- [Text to read]:

# What Chronarch to get..



## wesd31 (Jul 3, 2013)

I'm about to upgrade reels from an old curado cu 200 and I'm trying to decide what to get. I wade 75% of the time and fish probably once a week. I'm trying to decided between the new chronarch 200e7 or the 50e. Besides the obvious difference of spool size, retrieve speed, and the slight deference in weight, what have y'all noticed? And what chronarch old or new is your preference?


----------



## colbyntx (Jul 18, 2013)

I would go for the 50E without question over the 200! I love my Ci4 but the old 100D7 or 100SF are great. You might look at the new Curado I. I also love my old CH100BSV, great reel just a bit heavy for wading all day.


----------



## Zimbass (Oct 3, 2012)

I think that we all have emotions linked to an old favourite, so tend to allow the emotion to cloud our thoughts. I am no different !

IMHO I do believe that technology has evolved, and materials improved to such an extent that the newer models are better than what used to be the go to reel.

I know that there have been issues with the Ci4 spool, so maybe look at the new Curado I. I have not personally tried the reel, but have heard and read many good reports on it.Good line capacity, smooth, strong XShip,casts a long way, and best of all made by Shimano.


----------



## cfulbright (Jun 24, 2009)

Curado I, or 50e


----------



## boss11 (Nov 18, 2010)

50e


----------



## slabnabbin (May 25, 2010)

50e


Sent from my iPhone using Tapatalk


----------



## 30inClub (Jan 31, 2013)

The 50Mg if you can find one. If you find one and don't like it, Ill buy it from you! By far my favorite!


----------



## Lone-Star (Dec 19, 2009)

100D7, 100SF, 100A, in that order.


----------



## wesd31 (Jul 3, 2013)

- [Stated problem 1]: Copy the part of the Chronarch reel thread starting at "## Zimbass (Oct" and ending at "(Jun 24, 2009)".
- [Stated problem 2]: In the Chronarch reel thread, what reel is wesd31 upgrading from?
- [Stated problem 3]: Please resume the Chronarch reel thread from where it stops.

- [Dataset items]:
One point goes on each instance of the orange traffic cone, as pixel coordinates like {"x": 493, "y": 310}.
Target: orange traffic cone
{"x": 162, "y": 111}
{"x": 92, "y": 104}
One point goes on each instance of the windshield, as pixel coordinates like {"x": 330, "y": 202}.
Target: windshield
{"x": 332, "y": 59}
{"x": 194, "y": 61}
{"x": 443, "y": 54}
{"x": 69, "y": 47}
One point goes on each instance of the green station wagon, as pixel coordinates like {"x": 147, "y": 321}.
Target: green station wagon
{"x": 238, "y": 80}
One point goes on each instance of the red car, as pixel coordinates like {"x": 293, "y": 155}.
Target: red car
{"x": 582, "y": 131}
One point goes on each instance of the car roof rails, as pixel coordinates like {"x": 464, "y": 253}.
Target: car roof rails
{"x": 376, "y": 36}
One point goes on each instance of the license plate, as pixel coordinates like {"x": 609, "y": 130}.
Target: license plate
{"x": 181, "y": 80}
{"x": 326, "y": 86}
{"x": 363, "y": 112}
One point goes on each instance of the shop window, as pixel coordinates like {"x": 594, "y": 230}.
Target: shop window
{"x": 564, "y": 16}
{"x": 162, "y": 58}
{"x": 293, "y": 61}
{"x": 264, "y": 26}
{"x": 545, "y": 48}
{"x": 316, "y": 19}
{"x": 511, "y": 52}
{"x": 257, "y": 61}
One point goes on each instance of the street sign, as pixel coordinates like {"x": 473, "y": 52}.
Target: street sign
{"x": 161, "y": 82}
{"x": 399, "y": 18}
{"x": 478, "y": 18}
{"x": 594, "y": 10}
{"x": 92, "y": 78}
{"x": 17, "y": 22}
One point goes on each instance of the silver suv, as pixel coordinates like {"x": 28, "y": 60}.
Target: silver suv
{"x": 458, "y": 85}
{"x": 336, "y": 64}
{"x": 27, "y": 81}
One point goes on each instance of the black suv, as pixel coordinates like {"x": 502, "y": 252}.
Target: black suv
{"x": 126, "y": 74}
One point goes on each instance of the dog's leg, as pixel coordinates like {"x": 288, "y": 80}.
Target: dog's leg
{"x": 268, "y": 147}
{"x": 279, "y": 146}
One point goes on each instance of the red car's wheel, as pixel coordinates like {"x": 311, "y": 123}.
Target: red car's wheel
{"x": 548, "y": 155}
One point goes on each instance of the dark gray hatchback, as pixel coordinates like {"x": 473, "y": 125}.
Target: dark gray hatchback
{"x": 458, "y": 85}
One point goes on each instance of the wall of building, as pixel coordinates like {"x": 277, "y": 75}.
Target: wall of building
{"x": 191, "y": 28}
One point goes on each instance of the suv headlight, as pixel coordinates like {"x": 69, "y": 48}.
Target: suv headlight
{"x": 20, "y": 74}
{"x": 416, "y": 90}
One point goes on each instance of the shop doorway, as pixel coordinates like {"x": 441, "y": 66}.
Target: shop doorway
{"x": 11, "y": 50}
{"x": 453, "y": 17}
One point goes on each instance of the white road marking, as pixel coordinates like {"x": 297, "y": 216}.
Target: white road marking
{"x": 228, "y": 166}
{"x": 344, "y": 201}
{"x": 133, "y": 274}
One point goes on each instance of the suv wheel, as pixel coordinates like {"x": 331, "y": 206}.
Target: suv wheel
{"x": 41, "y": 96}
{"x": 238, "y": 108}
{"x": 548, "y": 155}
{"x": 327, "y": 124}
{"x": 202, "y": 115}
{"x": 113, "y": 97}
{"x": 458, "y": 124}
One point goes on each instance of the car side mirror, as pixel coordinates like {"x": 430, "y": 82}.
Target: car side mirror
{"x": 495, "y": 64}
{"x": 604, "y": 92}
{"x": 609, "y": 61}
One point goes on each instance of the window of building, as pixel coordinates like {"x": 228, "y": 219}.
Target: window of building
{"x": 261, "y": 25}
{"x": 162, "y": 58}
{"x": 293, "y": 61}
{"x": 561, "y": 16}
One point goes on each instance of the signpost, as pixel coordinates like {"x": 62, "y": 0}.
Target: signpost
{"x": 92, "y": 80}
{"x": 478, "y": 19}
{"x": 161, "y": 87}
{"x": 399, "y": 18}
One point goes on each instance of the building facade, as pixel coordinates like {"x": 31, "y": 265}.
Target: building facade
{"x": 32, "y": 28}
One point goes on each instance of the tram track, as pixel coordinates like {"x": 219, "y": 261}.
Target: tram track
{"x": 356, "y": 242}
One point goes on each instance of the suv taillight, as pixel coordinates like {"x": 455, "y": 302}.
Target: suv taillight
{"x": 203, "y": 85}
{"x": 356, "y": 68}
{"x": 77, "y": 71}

- [Task response 1]:
## Zimbass (Oct 3, 2012)

I think that we all have emotions linked to an old favourite, so tend to allow the emotion to cloud our thoughts. I am no different !

IMHO I do believe that technology has evolved, and materials improved to such an extent that the newer models are better than what used to be the go to reel.

I know that there have been issues with the Ci4 spool, so maybe look at the new Curado I. I have not personally tried the reel, but have heard and read many good reports on it.Good line capacity, smooth, strong XShip,casts a long way, and best of all made by Shimano.


----------



## cfulbright (Jun 24, 2009)

- [Task response 2]: An old Curado CU 200.

- [Task response 3]:
Thanks for the input fellas. I had already decided on the 50e just wanted to see if anyone had any negative feedback on them. Also how's everyone liking the new curado? Looks a lot the ci4


----------



## bubbas kenner (Sep 4, 2010)

Lone-Star said:


> 100D7, 100SF, 100A, in that order.


Yep


----------



## wesd31 (Jul 3, 2013)

I guess now the question is chronarch 50 or the curado I...


----------



## TexasGrandSlam (Apr 13, 2013)

I have both and do not see the need to pay the extra money for the chronarch($270vs$180). With the chronarch, you get barely noticeable improved casting, a tad bit smoother, and 1oz off weight compared to the curado. I like the chronarch more, but for the price, I think the curado is the best bet.


----------



## wesd31 (Jul 3, 2013)

TexasGrandSlam said:


> I have both and do not see the need to pay the extra money for the chronarch($270vs$180). With the chronarch, you get barely noticeable improved casting, a tad bit smoother, and 1oz off weight compared to the curado. I like the chronarch more, but for the price, I think the curado is the best bet.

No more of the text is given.